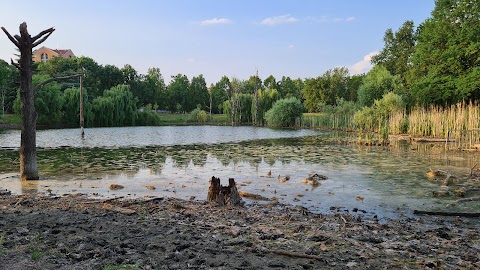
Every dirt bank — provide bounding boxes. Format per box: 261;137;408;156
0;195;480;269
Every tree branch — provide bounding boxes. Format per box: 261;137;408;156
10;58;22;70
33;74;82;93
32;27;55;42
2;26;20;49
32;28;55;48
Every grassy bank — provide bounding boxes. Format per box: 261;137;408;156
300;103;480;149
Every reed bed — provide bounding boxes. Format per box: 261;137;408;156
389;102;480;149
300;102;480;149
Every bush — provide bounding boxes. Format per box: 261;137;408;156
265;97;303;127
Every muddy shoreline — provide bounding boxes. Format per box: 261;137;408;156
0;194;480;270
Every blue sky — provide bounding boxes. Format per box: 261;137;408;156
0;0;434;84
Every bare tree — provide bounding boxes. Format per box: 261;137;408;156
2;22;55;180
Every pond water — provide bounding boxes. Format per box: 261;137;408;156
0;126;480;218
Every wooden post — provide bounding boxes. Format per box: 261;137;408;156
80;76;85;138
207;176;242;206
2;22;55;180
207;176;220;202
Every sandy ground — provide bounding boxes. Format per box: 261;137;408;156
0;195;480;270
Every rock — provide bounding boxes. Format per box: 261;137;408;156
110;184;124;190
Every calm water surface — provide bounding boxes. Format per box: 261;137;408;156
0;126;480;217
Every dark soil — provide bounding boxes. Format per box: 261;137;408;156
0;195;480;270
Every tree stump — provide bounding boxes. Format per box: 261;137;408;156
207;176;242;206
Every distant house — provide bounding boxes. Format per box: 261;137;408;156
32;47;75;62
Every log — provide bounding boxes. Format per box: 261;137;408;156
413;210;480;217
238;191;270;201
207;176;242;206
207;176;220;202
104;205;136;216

> _Written request_: Put every line of the records above into a JSON list of strings, one string per line, with blank lines and the pictures left out.

> _Solution below_:
[
  "Every dirt bank — provide bounding boxes. Format per box: 261;137;408;156",
  "0;195;480;269",
  "Every tree branch — provide bounding boxes. Format per box: 261;137;408;156",
  "10;58;22;70",
  "33;74;82;93",
  "32;27;55;42",
  "2;26;20;49",
  "32;28;55;48",
  "Every grassy bank — provide bounding boxes. Format per box: 261;137;408;156",
  "300;103;480;149",
  "Every reed bed — provide bounding boxes. Format per box: 261;137;408;156",
  "389;102;480;149",
  "300;102;480;149",
  "Every bush — provide bounding boxes. Format per box: 261;137;408;156",
  "265;97;303;127",
  "Every muddy shoreline — provide bounding boxes. Format per box: 261;137;408;156",
  "0;194;480;270",
  "Every blue sky — provide bounding boxes. Format per box: 261;137;408;156",
  "0;0;434;84",
  "Every bare tree — provide bounding boxes. Format per box: 261;137;408;156",
  "2;22;55;180",
  "Every pond water — provide bounding boxes. Format per box: 261;137;408;156",
  "0;126;480;218",
  "Every wooden post — provide bounding boxes. Format per box: 261;137;408;156",
  "80;76;85;138",
  "207;176;242;206",
  "2;22;55;180",
  "207;176;220;202",
  "Every sandy ground — provide bounding boxes. Format per box: 261;137;408;156",
  "0;195;480;270",
  "Every rock — provide bounding boxes. Format per box: 261;137;408;156",
  "110;184;124;190",
  "Every calm water surface — provide bounding boxes. Format per box: 261;137;408;156",
  "0;126;480;217",
  "Every dark soil — provide bounding boxes. Format per box: 261;137;408;156",
  "0;195;480;270",
  "Every tree stump — provide bounding boxes. Format per box: 261;137;408;156",
  "207;176;242;206",
  "Every distant house — provide bounding boxes. Format per box: 261;137;408;156",
  "32;47;75;62",
  "Every log — provide bounding boxes. Format per box: 261;137;408;156",
  "413;210;480;217",
  "238;191;270;201",
  "207;176;242;206",
  "207;176;220;202",
  "104;205;136;216"
]